* Exercise objective
In the passage about preparing for hair loss from chemotherapy, the sentence beginning "But as frightening and uncertain as it is" names several things. List all of them.

One of the inevitable side effects of chemotherapy is losing my hair. I have been surprised how difficult the prospect of this has been. I guess I never realized how closely connected I see my physical appearance with who I really am. Losing my hair seems a little like losing part of who I am.
I also have been meditating on the process of aging and decay of our physical bodies. If I have felt any anger in this process, I think it has thus far been directed toward my body itself. How could it have betrayed me so thoroughly to allow such an invader as cancer?
As I prepare for chemotherapy and radiation, knowing that these very processes are designed to kill cells (hopefully more cancer cells than healthy cells), losing my hair and experiencing the other side effects seems like a stark reminder of how fragile and temporary this ole body is.
But as frightening and uncertain as it is to grow old and to break down and to become frail and eventually to die, it’s the natural destiny of all flesh and blood people. I can move forward into this painful process with faith that this destiny is not the end. The reality of eternity and heaven and rest with Jesus brings peace in the middle of it all.
One way to help me deal with my inevitable hair loss was to go ahead and cut it very short now so when it starts to fall out, it won’t be quite as dramatic of a change. I thought I’d show you the new me — the shortest hair cut I’ve ever had. Some friends are already saying I should have it cut like this again when it starts to grow back!

* Data extract
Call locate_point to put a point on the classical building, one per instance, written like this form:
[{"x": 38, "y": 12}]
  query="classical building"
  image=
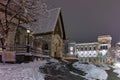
[{"x": 92, "y": 52}]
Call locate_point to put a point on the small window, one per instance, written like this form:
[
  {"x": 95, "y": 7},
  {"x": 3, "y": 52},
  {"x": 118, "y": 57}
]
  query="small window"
[{"x": 94, "y": 48}]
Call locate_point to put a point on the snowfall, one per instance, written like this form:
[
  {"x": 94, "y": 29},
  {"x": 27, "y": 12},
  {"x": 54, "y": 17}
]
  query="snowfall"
[
  {"x": 93, "y": 72},
  {"x": 24, "y": 71}
]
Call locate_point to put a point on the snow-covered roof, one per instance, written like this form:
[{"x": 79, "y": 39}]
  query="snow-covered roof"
[{"x": 48, "y": 23}]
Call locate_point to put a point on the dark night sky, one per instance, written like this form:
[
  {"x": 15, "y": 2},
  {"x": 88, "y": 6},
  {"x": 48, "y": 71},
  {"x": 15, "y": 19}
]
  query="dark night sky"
[{"x": 84, "y": 20}]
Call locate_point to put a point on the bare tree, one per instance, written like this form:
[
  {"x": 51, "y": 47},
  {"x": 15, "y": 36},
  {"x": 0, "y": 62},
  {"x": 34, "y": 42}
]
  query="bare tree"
[{"x": 32, "y": 10}]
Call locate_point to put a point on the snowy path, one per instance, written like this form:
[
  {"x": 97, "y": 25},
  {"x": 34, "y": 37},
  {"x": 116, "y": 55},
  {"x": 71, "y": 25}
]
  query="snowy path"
[
  {"x": 24, "y": 71},
  {"x": 92, "y": 71}
]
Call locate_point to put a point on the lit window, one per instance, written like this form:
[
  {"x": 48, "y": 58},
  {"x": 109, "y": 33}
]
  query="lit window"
[{"x": 71, "y": 48}]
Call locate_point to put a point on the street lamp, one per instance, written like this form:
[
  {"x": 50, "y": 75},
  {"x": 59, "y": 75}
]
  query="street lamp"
[{"x": 28, "y": 43}]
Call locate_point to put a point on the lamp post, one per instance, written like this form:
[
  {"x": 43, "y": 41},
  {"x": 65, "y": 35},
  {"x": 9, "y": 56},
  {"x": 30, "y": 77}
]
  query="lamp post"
[{"x": 28, "y": 43}]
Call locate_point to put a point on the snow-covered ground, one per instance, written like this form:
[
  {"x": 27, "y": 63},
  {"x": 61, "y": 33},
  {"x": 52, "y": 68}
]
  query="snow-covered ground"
[
  {"x": 24, "y": 71},
  {"x": 92, "y": 71},
  {"x": 117, "y": 68}
]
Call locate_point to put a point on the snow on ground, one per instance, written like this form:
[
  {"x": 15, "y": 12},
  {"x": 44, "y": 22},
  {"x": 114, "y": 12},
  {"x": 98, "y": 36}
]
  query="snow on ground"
[
  {"x": 92, "y": 71},
  {"x": 103, "y": 66},
  {"x": 117, "y": 68},
  {"x": 52, "y": 60},
  {"x": 24, "y": 71}
]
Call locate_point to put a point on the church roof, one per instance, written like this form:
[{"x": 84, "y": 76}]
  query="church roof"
[{"x": 47, "y": 24}]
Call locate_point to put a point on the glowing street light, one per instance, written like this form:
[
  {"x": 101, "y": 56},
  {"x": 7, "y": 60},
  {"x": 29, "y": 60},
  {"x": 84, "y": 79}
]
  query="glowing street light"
[{"x": 28, "y": 43}]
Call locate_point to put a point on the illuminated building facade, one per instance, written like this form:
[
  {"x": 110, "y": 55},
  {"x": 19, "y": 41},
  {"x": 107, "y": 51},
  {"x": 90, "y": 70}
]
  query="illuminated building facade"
[{"x": 91, "y": 52}]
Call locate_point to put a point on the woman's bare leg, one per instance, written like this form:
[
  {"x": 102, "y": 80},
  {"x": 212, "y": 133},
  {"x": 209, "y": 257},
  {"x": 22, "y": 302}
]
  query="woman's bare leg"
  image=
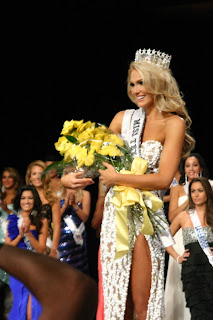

* Output for this exercise
- To grow old
- To break down
- To become frail
- Eventually to die